Travail écrit:
a) Recopiez, dans le compte rendu du Sénat, le passage qui commence par « (L'amendement n'est pas » et se poursuit jusqu'à « 20 % de logements sociaux. ».
b) Traduisez en anglais cette phrase du compte rendu du Sénat : « Si cet article est adopté en l'état par le Sénat, les logements vendus à leurs occupants pourront désormais être comptabilisés dans le quota des 20 % de logements sociaux. »
c) Rédigez la suite du compte rendu du Sénat, à partir de sa dernière phrase.

Il va être procédé au scrutin dans les conditions fixées par l'article 56 du règlement.

(Le scrutin a lieu.)

M. le président. Personne ne demande plus à voter ?...

Le scrutin est clos.

(Il est procédé au comptage des votes.)

M. le président. Voici le résultat du dépouillement du scrutin n° 162 :

Nombre de votants 296
Nombre de suffrages exprimés 296
Majorité absolue des suffrages exprimés 149
Pour l'adoption 127
Contre 169

Le Sénat n'a pas adopté.

Je mets aux voix l'amendement n° 300 rectifié.

(L'amendement n'est pas adopté.)

M. le président. La parole est à M. Thierry Repentin, pour explication de vote sur l'amendement n° 360.

M. Thierry Repentin. Si cet article est adopté en l'état par le Sénat, les logements vendus à leurs occupants pourront désormais être comptabilisés dans le quota des 20 % de logements sociaux.

M. Pierre Hérisson. Vous avez dit qu'il n'y en avait pas assez !

M. Thierry Repentin. Il y en a effectivement relativement peu !

Dans la suite logique de notre argumentation, nous souhaiterions donc que cette possibilité, puisque tel est le souhait du législateur, soit exclusivement réservée à des communes ayant, par le passé, joué le jeu de la solidarité.

Pour cette raison, nous proposons de limiter cette possibilité aux communes qui disposent d'au moins 30 % de logements sociaux. De la sorte, déduction faite des logements locatifs qui auront été vendus, il restera néanmoins une part significative de logements locatifs sociaux. Les habitants de ces communes pourront ainsi espérer accéder un jour au logement locatif ou simplement changer de logement locatif.

M. le président. Je mets aux voix l'amendement n° 360.

Je suis saisi d'une demande de scrutin public émanant du groupe socialiste.

Il va être procédé au scrutin dans les conditions fixées par l'article 56 du règlement.

(Le scrutin a lieu.)

M. le président. Personne ne demande plus à voter ?...

Le scrutin est clos.

(Il est procédé au comptage des votes.)

M. le président. Voici le résultat du dépouillement du scrutin n° 163 :

Nombre de votants 296
Nombre de suffrages exprimés 270
Majorité absolue des suffrages exprimés 136
Pour l'adoption 101
Contre 169

Le Sénat n'a pas adopté.

M. le président. Je mets aux voix l'amendement n° 404.

Je suis saisi d'une demande de scrutin public émanant du groupe socialiste.

Il va être procédé au scrutin dans les conditions fixées par l'article 56 du règlement.

(Le scrutin a lieu.)

M. le président. Personne ne demande plus à voter ?...

Le scrutin est clos.

(Il est procédé au comptage des votes.)

M. le président. Voici le résultat du dépouillement du scrutin n° 164 :

Nombre de votants 296
Nombre de suffrages exprimés 288
Majorité absolue des suffrages exprimés 145
Pour l'adoption 127
Contre 161

Le Sénat n'a pas adopté.

Documents:
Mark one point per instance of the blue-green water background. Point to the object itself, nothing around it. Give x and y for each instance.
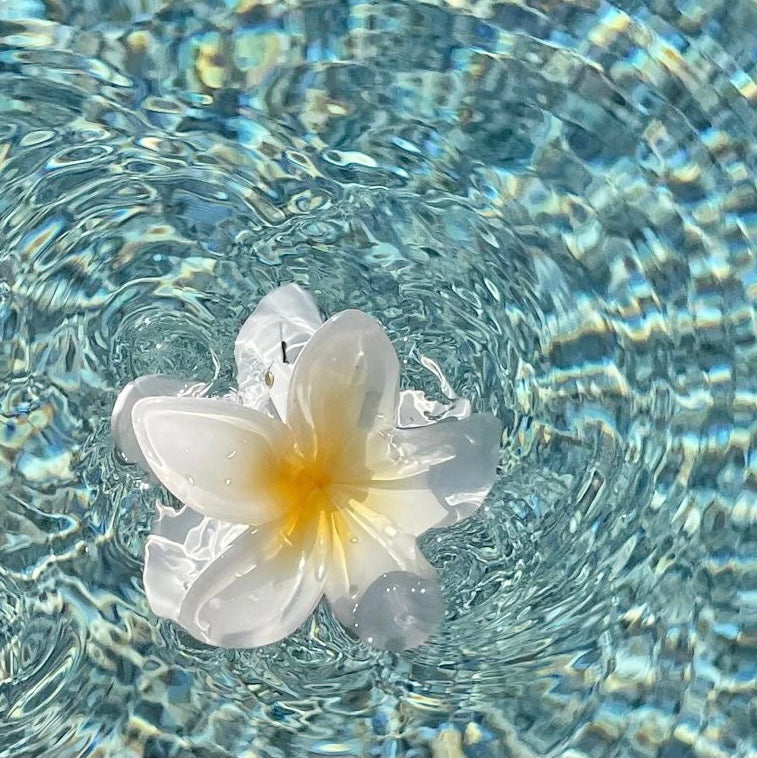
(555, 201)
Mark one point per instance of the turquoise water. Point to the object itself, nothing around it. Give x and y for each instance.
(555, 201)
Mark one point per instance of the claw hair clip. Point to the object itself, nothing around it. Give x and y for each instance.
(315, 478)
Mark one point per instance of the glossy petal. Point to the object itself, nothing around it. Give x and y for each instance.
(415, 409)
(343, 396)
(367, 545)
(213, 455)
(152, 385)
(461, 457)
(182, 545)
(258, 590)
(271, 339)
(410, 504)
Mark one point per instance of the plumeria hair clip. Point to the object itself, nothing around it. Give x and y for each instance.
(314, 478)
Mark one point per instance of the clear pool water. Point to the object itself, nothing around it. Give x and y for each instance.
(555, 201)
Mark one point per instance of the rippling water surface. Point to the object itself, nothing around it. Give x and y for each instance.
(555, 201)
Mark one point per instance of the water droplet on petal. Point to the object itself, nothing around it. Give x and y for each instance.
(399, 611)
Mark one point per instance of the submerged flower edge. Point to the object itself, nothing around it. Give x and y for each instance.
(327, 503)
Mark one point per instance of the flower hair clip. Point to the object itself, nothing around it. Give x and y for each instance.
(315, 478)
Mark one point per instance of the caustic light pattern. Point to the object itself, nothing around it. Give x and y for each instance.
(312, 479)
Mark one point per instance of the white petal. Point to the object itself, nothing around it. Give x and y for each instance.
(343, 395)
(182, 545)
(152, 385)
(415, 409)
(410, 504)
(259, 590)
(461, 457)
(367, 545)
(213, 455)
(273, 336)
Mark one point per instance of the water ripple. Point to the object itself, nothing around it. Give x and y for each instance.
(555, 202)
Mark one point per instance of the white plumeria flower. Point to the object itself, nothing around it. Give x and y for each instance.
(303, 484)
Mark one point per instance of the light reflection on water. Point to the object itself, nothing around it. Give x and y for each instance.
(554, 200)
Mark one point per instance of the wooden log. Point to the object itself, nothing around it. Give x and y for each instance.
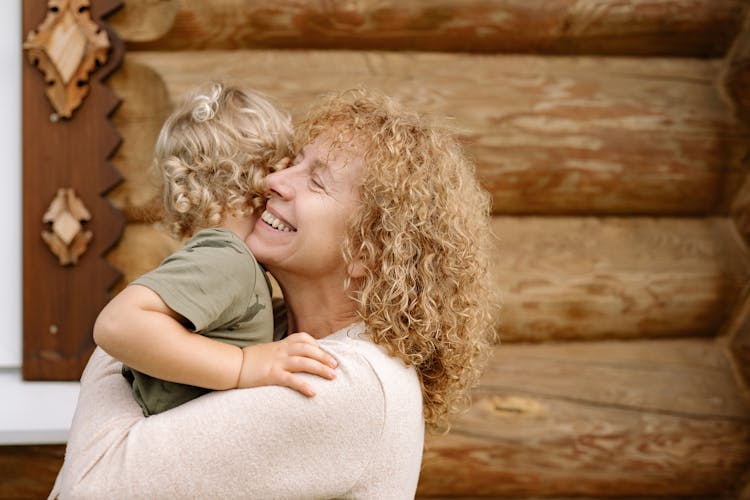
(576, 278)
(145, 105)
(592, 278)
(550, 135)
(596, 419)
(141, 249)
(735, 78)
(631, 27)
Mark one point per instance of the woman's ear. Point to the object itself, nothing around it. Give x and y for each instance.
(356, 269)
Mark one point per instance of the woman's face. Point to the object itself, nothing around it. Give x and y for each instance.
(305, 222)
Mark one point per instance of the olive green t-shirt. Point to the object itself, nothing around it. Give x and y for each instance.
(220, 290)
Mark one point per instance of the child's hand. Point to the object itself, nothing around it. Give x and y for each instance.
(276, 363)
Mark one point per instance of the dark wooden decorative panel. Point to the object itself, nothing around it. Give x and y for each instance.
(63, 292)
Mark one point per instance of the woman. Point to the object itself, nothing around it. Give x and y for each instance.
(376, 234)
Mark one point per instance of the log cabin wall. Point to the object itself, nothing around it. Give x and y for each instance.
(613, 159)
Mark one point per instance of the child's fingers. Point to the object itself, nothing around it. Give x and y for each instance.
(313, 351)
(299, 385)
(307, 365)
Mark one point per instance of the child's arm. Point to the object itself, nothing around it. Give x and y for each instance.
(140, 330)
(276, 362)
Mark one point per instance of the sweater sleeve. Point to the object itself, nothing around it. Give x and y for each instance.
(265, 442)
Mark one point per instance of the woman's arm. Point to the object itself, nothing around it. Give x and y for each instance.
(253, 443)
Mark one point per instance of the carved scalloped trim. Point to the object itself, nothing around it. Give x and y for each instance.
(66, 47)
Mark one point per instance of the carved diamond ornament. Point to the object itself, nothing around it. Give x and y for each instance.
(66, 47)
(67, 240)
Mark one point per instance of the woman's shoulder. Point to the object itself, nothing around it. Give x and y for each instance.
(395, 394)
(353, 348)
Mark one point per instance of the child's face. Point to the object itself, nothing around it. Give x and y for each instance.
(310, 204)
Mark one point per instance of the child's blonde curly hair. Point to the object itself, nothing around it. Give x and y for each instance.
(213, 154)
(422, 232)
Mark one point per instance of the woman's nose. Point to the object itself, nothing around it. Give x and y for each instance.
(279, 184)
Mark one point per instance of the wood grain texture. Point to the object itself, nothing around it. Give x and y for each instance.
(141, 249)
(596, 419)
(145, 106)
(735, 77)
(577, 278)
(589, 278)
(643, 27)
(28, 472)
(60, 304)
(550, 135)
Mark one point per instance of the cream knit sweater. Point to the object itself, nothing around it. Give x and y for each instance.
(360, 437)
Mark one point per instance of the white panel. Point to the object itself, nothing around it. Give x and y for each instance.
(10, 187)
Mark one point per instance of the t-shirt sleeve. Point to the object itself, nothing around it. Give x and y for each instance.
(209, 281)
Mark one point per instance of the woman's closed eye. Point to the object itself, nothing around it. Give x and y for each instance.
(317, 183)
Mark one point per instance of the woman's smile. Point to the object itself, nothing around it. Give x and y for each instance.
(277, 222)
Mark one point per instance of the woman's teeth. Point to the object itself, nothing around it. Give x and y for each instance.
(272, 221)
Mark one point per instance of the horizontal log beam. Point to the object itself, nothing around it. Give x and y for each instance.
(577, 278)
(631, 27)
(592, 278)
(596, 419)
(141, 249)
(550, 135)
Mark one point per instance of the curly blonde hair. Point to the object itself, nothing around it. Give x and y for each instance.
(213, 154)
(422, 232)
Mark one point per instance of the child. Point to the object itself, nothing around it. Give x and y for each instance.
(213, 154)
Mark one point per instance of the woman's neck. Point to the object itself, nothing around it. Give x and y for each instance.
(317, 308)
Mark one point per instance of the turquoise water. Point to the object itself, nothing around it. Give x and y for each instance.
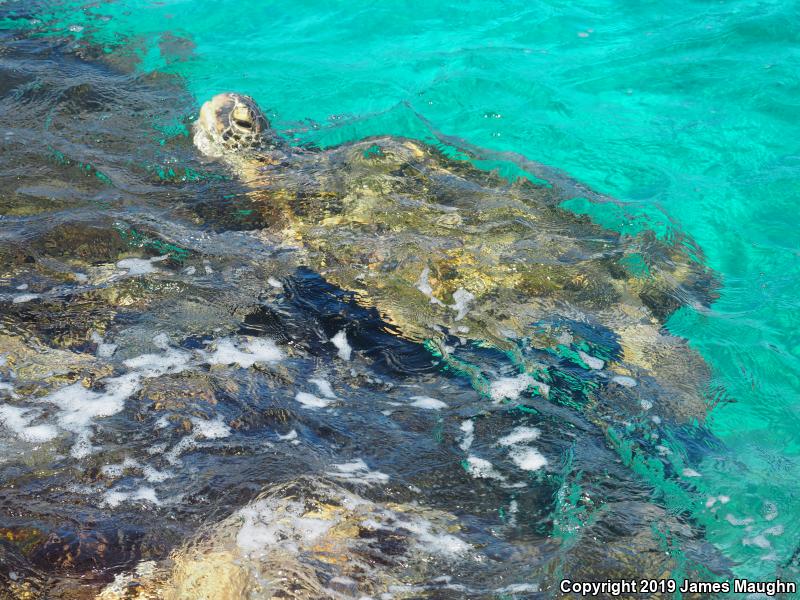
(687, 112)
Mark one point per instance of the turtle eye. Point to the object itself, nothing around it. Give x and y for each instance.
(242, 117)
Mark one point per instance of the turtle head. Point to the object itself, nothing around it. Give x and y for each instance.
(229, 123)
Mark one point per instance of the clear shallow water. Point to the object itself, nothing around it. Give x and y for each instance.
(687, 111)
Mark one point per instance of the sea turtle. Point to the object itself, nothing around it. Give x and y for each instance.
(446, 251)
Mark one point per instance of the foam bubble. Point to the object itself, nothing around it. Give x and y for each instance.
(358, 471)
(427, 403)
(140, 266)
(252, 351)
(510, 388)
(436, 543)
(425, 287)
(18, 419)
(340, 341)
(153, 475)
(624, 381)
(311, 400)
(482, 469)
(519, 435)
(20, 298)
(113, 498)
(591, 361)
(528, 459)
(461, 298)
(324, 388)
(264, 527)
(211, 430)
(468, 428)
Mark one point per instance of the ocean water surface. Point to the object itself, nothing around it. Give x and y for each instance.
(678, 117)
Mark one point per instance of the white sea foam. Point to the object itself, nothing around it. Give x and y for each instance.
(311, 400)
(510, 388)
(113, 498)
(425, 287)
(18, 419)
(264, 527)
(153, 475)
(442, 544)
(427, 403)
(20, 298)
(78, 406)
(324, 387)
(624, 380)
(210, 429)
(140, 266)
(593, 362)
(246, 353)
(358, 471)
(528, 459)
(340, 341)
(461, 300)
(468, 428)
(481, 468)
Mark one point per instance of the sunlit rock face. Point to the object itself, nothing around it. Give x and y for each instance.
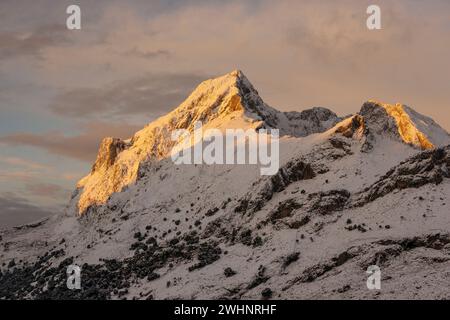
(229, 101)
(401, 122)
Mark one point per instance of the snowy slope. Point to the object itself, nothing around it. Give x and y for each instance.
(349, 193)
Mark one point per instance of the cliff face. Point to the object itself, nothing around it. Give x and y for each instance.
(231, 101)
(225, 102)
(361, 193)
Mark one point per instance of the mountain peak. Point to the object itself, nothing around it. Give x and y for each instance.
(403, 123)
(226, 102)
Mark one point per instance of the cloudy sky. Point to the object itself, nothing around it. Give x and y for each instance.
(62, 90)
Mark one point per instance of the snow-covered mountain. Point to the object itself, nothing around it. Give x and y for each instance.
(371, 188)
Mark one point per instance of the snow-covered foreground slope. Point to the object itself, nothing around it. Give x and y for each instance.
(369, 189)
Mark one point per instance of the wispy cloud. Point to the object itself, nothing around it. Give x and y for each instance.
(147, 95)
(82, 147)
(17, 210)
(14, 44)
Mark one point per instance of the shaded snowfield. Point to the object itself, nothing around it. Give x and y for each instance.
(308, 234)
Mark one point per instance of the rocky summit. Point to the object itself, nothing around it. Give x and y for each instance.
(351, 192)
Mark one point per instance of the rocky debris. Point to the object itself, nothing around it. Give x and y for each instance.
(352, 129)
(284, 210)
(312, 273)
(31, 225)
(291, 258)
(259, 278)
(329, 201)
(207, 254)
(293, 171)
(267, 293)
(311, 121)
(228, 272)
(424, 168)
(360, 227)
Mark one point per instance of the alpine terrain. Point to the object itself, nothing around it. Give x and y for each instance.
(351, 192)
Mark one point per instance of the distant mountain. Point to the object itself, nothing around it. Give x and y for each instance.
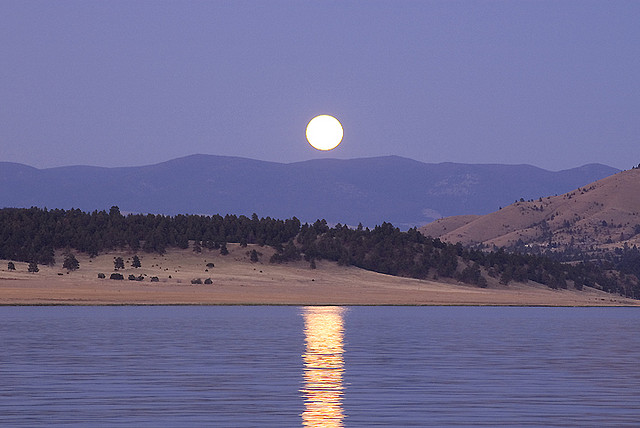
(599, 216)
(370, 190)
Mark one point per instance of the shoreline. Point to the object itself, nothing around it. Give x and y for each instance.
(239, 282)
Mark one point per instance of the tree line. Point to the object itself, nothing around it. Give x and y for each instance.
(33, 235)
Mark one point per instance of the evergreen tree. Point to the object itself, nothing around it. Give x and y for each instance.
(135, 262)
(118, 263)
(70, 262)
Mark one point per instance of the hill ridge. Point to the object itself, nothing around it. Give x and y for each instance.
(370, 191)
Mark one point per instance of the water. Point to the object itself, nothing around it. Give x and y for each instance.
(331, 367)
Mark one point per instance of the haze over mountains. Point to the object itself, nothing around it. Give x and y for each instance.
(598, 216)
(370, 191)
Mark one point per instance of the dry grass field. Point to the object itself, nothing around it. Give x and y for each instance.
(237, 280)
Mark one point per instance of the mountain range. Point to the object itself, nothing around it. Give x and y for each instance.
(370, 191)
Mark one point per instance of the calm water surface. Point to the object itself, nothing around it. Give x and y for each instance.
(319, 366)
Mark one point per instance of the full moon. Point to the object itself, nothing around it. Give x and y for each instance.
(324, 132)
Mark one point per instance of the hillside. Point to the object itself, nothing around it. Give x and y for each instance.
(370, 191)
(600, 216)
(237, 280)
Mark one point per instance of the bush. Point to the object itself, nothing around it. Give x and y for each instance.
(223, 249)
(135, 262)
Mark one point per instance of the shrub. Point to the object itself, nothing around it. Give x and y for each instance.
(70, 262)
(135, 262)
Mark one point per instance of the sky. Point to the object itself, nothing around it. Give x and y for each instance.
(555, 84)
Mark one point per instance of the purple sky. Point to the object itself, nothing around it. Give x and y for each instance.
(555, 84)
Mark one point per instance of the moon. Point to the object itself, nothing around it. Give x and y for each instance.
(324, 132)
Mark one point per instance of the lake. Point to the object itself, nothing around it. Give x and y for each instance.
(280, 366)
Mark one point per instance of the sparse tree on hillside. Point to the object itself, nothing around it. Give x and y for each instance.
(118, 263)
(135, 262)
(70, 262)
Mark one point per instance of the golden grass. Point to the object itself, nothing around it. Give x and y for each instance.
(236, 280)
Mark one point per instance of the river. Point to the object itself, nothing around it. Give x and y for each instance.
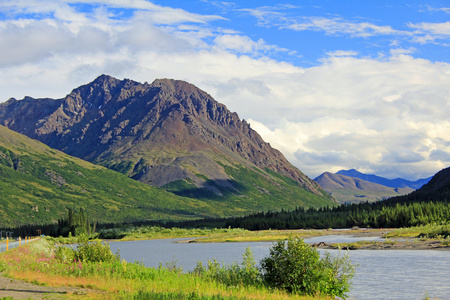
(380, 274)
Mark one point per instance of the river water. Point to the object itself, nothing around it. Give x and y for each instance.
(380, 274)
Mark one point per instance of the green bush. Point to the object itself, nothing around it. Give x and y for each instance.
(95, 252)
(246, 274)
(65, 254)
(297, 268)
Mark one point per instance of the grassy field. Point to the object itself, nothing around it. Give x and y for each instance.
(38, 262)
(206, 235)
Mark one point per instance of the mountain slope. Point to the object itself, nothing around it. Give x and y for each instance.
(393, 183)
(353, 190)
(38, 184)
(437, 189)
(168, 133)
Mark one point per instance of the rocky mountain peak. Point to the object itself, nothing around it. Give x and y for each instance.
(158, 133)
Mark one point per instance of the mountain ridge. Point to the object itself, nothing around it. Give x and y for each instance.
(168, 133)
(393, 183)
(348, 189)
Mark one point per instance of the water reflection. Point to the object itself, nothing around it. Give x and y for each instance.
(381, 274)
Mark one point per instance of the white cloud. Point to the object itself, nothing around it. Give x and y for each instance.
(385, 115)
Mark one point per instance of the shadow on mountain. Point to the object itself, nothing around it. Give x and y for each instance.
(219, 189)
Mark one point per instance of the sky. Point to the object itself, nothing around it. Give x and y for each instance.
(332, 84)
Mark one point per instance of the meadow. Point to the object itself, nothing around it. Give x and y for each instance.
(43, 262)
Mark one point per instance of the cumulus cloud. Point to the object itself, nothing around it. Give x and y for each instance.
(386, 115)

Corrigé:
a)
(L'amendement n'est pas adopté.)

M. le président. La parole est à M. Thierry Repentin, pour explication de vote sur l'amendement n° 360.

M. Thierry Repentin. Si cet article est adopté en l'état par le Sénat, les logements vendus à leurs occupants pourront désormais être comptabilisés dans le quota des 20 % de logements sociaux.

b) If this article is adopted as it stands by the Senate, housing units sold to their occupants may henceforth be counted toward the 20% quota of social housing.

c)
Monsieur Revet, l'amendement n° 369 rectifié est-il maintenu ?

M. Charles Revet. Je vais, bien entendu, retirer mon amendement. (Exclamations amusées sur les travées du groupe socialiste et du groupe CRC.).

Vous vous apprêtiez sans doute à le voter, chers collègues !

M. Robert Bret. Sinon à le reprendre ! (Sourires.)

M. Charles Revet. Tout à l'heure a été faite la distinction entre logements locatifs vendus aux locataires et l'accession sociale à la propriété avec plafond de ressources. Dans quelle catégorie, madame la ministre, faut-il placer la location-accession, qui voit le locataire ne devenir propriétaire en titre qu'au terme de ses remboursements ? Est-ce dans la catégorie dite des « cinq ans » ou dans celle des logements locatifs, jusqu'à l'apurement des comptes ?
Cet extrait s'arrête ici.